== PAGE EXCERPT ==
· · · · · · ·

Naguib Mahfouz, (born December 11, 1911) is an Egyptian novelist.

Naguib Mahfouz was born in the Gamaliya quarter of Cairo, Egypt. A longtime civil servant, Mahfouz served in the Ministry of Mortmain Endowments, then as Director of Censorship in the Bureau of Art, as Director of the Foundation for the Support of the Cinema, and, finally, as consultant to the Ministry of Culture. Throughout his career, with an interruption in publication between 1952 and 1959, he has brought out more than 30 novels. He was awarded the Nobel Prize in literature in 1988.

Many of Mahfouz's novels were written in serialized form - e.g., Midaq Alley.

· · · · · · ·

== GIVEN PROBLEM 1 ==
Tally the lines in the rows below that contain the word "mean", and give only the number.

· · · · · · ·

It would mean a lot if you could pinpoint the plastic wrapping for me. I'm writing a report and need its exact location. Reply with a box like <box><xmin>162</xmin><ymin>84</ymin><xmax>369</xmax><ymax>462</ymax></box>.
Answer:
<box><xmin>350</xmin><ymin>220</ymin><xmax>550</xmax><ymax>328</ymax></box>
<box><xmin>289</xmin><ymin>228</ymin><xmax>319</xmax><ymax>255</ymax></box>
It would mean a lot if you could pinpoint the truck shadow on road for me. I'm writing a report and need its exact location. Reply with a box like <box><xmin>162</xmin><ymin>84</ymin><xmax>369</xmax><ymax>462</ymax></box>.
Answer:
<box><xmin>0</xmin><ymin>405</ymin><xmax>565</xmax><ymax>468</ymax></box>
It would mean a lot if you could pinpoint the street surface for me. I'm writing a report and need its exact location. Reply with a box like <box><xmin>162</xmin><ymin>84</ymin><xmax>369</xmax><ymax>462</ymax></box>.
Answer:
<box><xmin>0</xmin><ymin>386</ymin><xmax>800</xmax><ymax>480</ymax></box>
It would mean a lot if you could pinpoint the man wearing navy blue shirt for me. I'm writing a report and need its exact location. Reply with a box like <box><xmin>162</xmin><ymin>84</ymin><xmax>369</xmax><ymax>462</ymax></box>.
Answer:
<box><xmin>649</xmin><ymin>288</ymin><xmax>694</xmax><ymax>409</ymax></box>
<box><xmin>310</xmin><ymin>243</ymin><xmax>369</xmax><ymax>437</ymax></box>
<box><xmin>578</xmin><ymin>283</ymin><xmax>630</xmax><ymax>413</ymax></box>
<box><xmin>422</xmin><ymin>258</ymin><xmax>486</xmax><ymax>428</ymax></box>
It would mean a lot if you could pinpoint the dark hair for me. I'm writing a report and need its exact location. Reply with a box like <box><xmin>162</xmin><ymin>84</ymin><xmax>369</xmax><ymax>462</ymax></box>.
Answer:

· · · · · · ·

== GIVEN PROBLEM 2 ==
Reproduce everything in the Naguib Mahfouz excerpt above from "Naguib Mahfouz was" down to "literature in 1988.".

== WORKED ANSWER 1 ==
5

== WORKED ANSWER 2 ==
Naguib Mahfouz was born in the Gamaliya quarter of Cairo, Egypt. A longtime civil servant, Mahfouz served in the Ministry of Mortmain Endowments, then as Director of Censorship in the Bureau of Art, as Director of the Foundation for the Support of the Cinema, and, finally, as consultant to the Ministry of Culture. Throughout his career, with an interruption in publication between 1952 and 1959, he has brought out more than 30 novels. He was awarded the Nobel Prize in literature in 1988.